• **SOURCE EXCERPT**
****************************************
My bisecting skills are getting a lot of practice now...
comment:29 Changed 11 years ago by
The magic all happens in
from sage.rings.complex_double import CDF
in sage/misc/functional.py. I have been having a lot of difficulty narrowing it down further within complex_double.pyx
, though.
comment:30 Changed 11 years ago by
Okay, here is what happens in a normal Sage build (OS X, Sage 4.7):
---------------------------------------------------------------------- | Sage Version 4.7, Release Date: 2011-05-23 | | Type notebook() for the GUI, and license() for information. | ---------------------------------------------------------------------- Going to import from functional # this is in sage/misc/all.py Going to import CDF # this is is sage/misc/functional.py, near the top 0 # bot starts at 0 4338077696 # bot becomes this In integer.pyx, bot is 4338077696 # it's still correct at this point Top of complex_double # Now we actually reach complex_double! Middle of complex_double Bottom of complex_double End Going to import CDF End Going to import from functional
So somehow Pari is initialized, bot is created, and then other stuff happens including doing integer.pyx all before we actually get to the top of complex_double
, even though we are importing from complex_double
!
****************************************
• **DATA BLOCK**
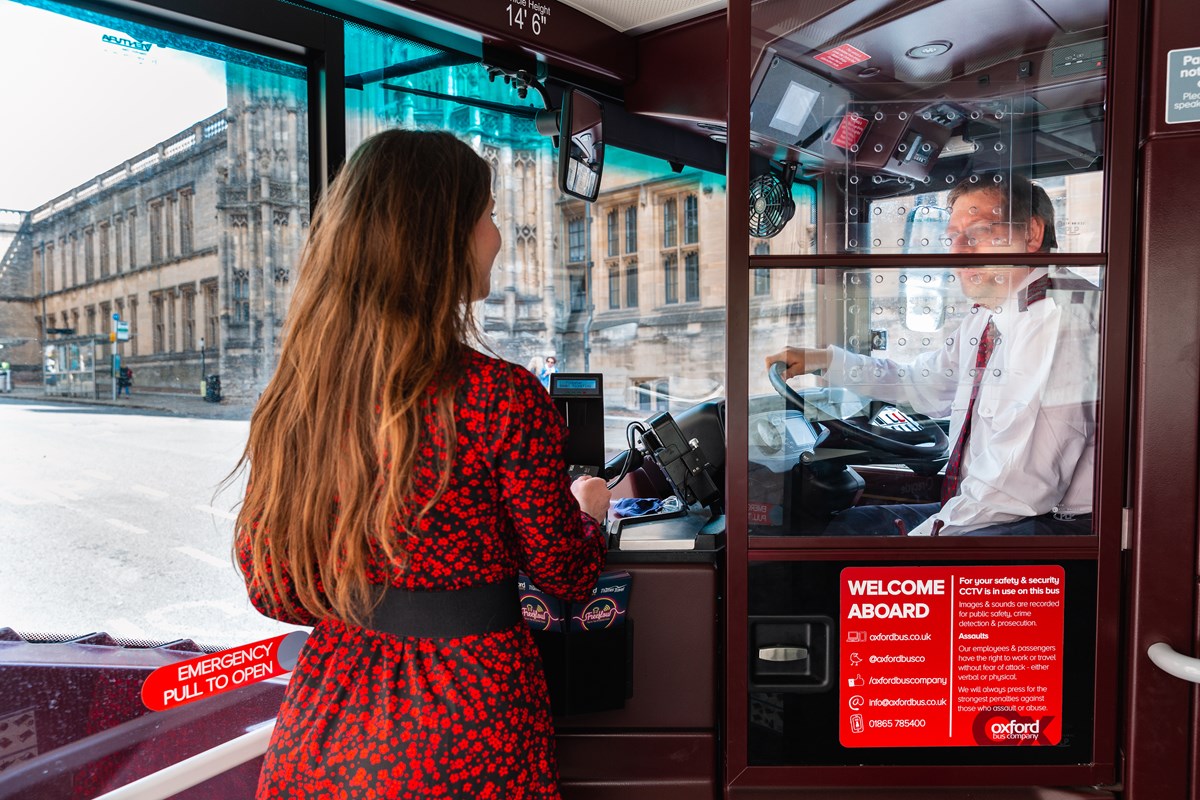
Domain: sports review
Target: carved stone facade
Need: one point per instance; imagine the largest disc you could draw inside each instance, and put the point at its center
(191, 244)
****************************************
• **WHAT IS NEEDED**
Extend the Sage debugging thread about importing CDF from complex_double, picking up after its last sentence.

• **THE ANSWER**
I think this is because the C file generated by Cython imports a lot of stuff ahead of translating the things that actually happen from complex_double.pyx
. But at this point I'm out of my depth.
Can someone look in complex_double.c
to see where Pari would first be initialized (and then where integer.pyx/integer.c would be invoked, precisely ONCE)? For instance, close to the top there is
#include "pari/paricfg.h" #include "pari/pari.h" #include "pari/paripriv.h" #include "stdsage.h" #include "interrupt.h" #include "complex.h" #include "ntl_wrap.h" #include "ZZ_pylong.h"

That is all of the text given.